**INPUT RECORDS**
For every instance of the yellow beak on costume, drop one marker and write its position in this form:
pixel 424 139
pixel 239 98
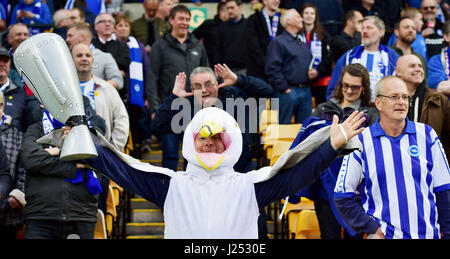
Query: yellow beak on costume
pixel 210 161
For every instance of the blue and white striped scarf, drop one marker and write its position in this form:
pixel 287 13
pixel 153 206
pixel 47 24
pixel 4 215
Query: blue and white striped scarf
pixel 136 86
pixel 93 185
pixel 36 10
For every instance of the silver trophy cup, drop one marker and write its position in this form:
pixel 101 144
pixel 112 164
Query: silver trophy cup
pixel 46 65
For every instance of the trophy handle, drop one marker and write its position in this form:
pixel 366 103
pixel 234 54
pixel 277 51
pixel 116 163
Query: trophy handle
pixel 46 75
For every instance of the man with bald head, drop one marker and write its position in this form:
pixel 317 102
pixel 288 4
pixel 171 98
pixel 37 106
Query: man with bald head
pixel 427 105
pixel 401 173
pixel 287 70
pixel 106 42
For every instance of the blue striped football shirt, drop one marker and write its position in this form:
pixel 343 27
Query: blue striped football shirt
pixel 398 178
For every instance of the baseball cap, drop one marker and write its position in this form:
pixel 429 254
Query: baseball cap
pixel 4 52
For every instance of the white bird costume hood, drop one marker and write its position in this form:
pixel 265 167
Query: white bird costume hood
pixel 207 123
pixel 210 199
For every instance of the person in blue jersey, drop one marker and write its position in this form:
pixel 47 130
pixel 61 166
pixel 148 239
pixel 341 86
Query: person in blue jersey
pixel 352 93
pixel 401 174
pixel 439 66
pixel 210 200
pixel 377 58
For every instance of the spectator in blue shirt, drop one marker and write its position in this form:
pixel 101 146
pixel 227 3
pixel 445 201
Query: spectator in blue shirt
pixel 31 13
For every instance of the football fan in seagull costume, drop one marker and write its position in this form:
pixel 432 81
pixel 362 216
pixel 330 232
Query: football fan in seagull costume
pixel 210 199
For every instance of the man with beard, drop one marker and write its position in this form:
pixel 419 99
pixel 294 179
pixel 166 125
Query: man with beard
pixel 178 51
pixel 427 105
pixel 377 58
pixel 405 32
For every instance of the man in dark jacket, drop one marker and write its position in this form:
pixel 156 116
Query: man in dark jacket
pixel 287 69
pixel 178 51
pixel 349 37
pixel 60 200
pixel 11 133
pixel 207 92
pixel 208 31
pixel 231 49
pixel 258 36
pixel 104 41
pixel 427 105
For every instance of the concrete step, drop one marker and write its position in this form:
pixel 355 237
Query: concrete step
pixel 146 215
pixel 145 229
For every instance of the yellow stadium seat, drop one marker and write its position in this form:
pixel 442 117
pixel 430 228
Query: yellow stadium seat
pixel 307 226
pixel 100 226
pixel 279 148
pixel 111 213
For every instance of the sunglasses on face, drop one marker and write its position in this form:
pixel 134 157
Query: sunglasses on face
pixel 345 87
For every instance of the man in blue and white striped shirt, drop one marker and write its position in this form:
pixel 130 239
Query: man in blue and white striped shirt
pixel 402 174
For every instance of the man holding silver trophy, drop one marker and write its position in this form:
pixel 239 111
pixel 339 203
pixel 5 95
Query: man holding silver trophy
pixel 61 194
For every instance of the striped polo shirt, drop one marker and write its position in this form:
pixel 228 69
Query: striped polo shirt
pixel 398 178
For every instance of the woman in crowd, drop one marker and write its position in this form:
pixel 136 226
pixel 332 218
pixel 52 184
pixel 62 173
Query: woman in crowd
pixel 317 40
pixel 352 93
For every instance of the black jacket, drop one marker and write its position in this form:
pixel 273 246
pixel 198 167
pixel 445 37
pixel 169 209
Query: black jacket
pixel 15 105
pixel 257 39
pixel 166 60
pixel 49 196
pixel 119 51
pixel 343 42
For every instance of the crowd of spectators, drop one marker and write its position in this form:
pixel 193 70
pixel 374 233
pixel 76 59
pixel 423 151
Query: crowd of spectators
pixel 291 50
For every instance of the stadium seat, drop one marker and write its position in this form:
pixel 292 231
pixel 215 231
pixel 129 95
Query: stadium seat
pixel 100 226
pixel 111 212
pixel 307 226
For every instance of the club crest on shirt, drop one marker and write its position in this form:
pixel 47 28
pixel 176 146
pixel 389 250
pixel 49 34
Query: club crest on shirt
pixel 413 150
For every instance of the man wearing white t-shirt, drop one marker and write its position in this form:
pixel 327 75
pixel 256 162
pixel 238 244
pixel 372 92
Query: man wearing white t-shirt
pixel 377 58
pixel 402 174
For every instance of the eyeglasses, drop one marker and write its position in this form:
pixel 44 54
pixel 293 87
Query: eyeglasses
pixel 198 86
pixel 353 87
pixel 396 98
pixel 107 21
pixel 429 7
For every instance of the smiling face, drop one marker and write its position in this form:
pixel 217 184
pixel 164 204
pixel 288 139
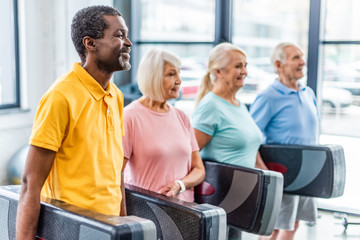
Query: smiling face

**WHAT THIS TASK INVOLVES**
Convert every line of the entries above into a Markdown table with the columns Row and Line, numbering the rows and skipping any blank lines. Leave the pictures out of the table.

**COMPLETE OUTPUT**
| Row | Line |
|---|---|
| 1 | For every instance of the yellow beak on costume, drop one marker and write its position in this form: |
| 2 | pixel 424 139 |
| 3 | pixel 239 98 |
| 4 | Query: yellow beak on costume |
| 5 | pixel 210 161 |
| 6 | For every instance of the blue and white striped scarf, drop one marker and write its position in this form: |
| 7 | pixel 287 13 |
| 8 | pixel 153 206 |
| 9 | pixel 47 24 |
| 10 | pixel 4 215 |
| 11 | Query: blue and white striped scarf |
| 12 | pixel 136 86 |
| 13 | pixel 93 185 |
| 14 | pixel 36 10 |
| 15 | For every instance of the silver trophy cup, drop one marker and write its position in this form: |
| 16 | pixel 101 144 |
| 17 | pixel 112 164 |
| 18 | Query: silver trophy cup |
| 19 | pixel 46 65 |
| 20 | For every instance of the trophy handle, drop one marker and write its position in this form: |
| 21 | pixel 366 103 |
| 22 | pixel 234 54 |
| 23 | pixel 277 51 |
| 24 | pixel 116 163 |
| 25 | Query: trophy handle |
| 26 | pixel 46 75 |
| 27 | For every instance of the man with bald head, drop one marker and write its position in this form: |
| 28 | pixel 317 102 |
| 29 | pixel 288 4 |
| 30 | pixel 171 98 |
| 31 | pixel 37 106 |
| 32 | Query: man with bald head |
| 33 | pixel 427 105 |
| 34 | pixel 401 173 |
| 35 | pixel 287 70 |
| 36 | pixel 106 42 |
| 37 | For every instance of the blue striped football shirt, drop one marker and write its position in this form: |
| 38 | pixel 343 27 |
| 39 | Query: blue striped football shirt |
| 40 | pixel 398 178 |
| 41 | For every instance of the baseball cap, drop one marker and write its position in this form: |
| 42 | pixel 429 254 |
| 43 | Query: baseball cap |
| 44 | pixel 4 52 |
| 45 | For every instance of the white bird costume hood, drop one marker and write its position in this form: |
| 46 | pixel 265 167 |
| 47 | Query: white bird costume hood |
| 48 | pixel 207 123 |
| 49 | pixel 210 199 |
| 50 | For every instance of the person in blue jersey, drop one marker and write its position in this form: |
| 51 | pixel 47 130 |
| 52 | pixel 61 166 |
| 53 | pixel 148 239 |
| 54 | pixel 341 86 |
| 55 | Query: person in blue jersey |
| 56 | pixel 352 93 |
| 57 | pixel 401 174 |
| 58 | pixel 439 66 |
| 59 | pixel 210 200 |
| 60 | pixel 377 58 |
| 61 | For every instance of the spectator in blue shirt, drop one marker and write its position in this form: |
| 62 | pixel 101 146 |
| 63 | pixel 227 3 |
| 64 | pixel 445 201 |
| 65 | Query: spectator in blue shirt |
| 66 | pixel 31 13 |
| 67 | For every instance of the football fan in seagull costume, drop one marker and write its position in this form: |
| 68 | pixel 432 81 |
| 69 | pixel 362 216 |
| 70 | pixel 330 232 |
| 71 | Query: football fan in seagull costume |
| 72 | pixel 210 199 |
| 73 | For every instance of the man with beard, drop one marker and write its position in this form: |
| 74 | pixel 419 99 |
| 75 | pixel 294 179 |
| 76 | pixel 166 125 |
| 77 | Query: man with beard |
| 78 | pixel 178 51 |
| 79 | pixel 427 105 |
| 80 | pixel 377 58 |
| 81 | pixel 405 32 |
| 82 | For every instance of the man in dark jacket, drop one marker and write its position in this form: |
| 83 | pixel 156 116 |
| 84 | Query: man in dark jacket |
| 85 | pixel 287 69 |
| 86 | pixel 178 51 |
| 87 | pixel 349 37 |
| 88 | pixel 60 200 |
| 89 | pixel 11 133 |
| 90 | pixel 207 92 |
| 91 | pixel 208 31 |
| 92 | pixel 231 49 |
| 93 | pixel 258 36 |
| 94 | pixel 104 41 |
| 95 | pixel 427 105 |
| 96 | For every instance of the concrete step, drop one marker and write its position in this form: |
| 97 | pixel 355 237 |
| 98 | Query: concrete step |
| 99 | pixel 146 215 |
| 100 | pixel 145 229 |
| 101 | For every instance of the yellow stadium seat, drop one marker and write its position in this form: |
| 102 | pixel 442 117 |
| 103 | pixel 430 228 |
| 104 | Query: yellow stadium seat |
| 105 | pixel 307 226 |
| 106 | pixel 100 226 |
| 107 | pixel 279 148 |
| 108 | pixel 111 213 |
| 109 | For every instance of the sunglasses on face, drop one marker and write its position in this form: |
| 110 | pixel 134 157 |
| 111 | Query: sunglasses on face |
| 112 | pixel 345 87 |
| 113 | For every instance of the man in blue and white striped shirt, drop one marker and write its position in this form: |
| 114 | pixel 130 239 |
| 115 | Query: man in blue and white striped shirt |
| 116 | pixel 402 174 |
| 117 | For every instance of the man holding silver trophy, drop one marker and write its position in this form: |
| 118 | pixel 239 111 |
| 119 | pixel 339 203 |
| 120 | pixel 5 95 |
| 121 | Query: man holding silver trophy |
| 122 | pixel 61 194 |
| 123 | For every instance of the striped polo shirt, drop one marker and write its position in this form: |
| 124 | pixel 228 69 |
| 125 | Query: striped polo shirt |
| 126 | pixel 398 178 |
| 127 | For every instance of the woman in crowd, drop one marker and write its position in this form: |
| 128 | pixel 136 226 |
| 129 | pixel 332 218 |
| 130 | pixel 52 184 |
| 131 | pixel 62 173 |
| 132 | Query: woman in crowd |
| 133 | pixel 317 40 |
| 134 | pixel 352 93 |
| 135 | For every instance of the black jacket, drop one marker and write its position in this form: |
| 136 | pixel 273 246 |
| 137 | pixel 198 167 |
| 138 | pixel 445 37 |
| 139 | pixel 169 209 |
| 140 | Query: black jacket |
| 141 | pixel 15 105 |
| 142 | pixel 257 39 |
| 143 | pixel 166 60 |
| 144 | pixel 49 196 |
| 145 | pixel 119 51 |
| 146 | pixel 343 42 |
| 147 | For every instance of the crowd of spectators, drop one marker and write its position in this form: |
| 148 | pixel 193 70 |
| 149 | pixel 374 233 |
| 150 | pixel 76 59 |
| 151 | pixel 423 151 |
| 152 | Query: crowd of spectators |
| 153 | pixel 291 50 |
| 154 | For every instance of the stadium seat, drop one marker and write its position in this form: |
| 155 | pixel 292 231 |
| 156 | pixel 215 231 |
| 157 | pixel 129 95 |
| 158 | Query: stadium seat |
| 159 | pixel 100 226 |
| 160 | pixel 111 212 |
| 161 | pixel 307 226 |
| 162 | For every instance of the club crest on shirt, drop one marker and write its position in this form: |
| 163 | pixel 47 28 |
| 164 | pixel 176 146 |
| 165 | pixel 389 250 |
| 166 | pixel 49 34 |
| 167 | Query: club crest on shirt |
| 168 | pixel 413 150 |
| 169 | For every instance of the man wearing white t-shirt, drop one marker and write its position in this form: |
| 170 | pixel 327 75 |
| 171 | pixel 256 162 |
| 172 | pixel 238 244 |
| 173 | pixel 372 92 |
| 174 | Query: man wearing white t-shirt |
| 175 | pixel 377 58 |
| 176 | pixel 402 174 |
| 177 | For every instance of the eyeglasses, drop one marker and write its position in this form: |
| 178 | pixel 44 54 |
| 179 | pixel 293 87 |
| 180 | Query: eyeglasses |
| 181 | pixel 198 86 |
| 182 | pixel 353 87 |
| 183 | pixel 396 98 |
| 184 | pixel 107 21 |
| 185 | pixel 429 7 |
| 186 | For every instance of the smiling face, drop one marker and write its position in this form: |
| 187 | pixel 217 184 |
| 188 | pixel 164 204 |
| 189 | pixel 288 139 |
| 190 | Query: smiling face |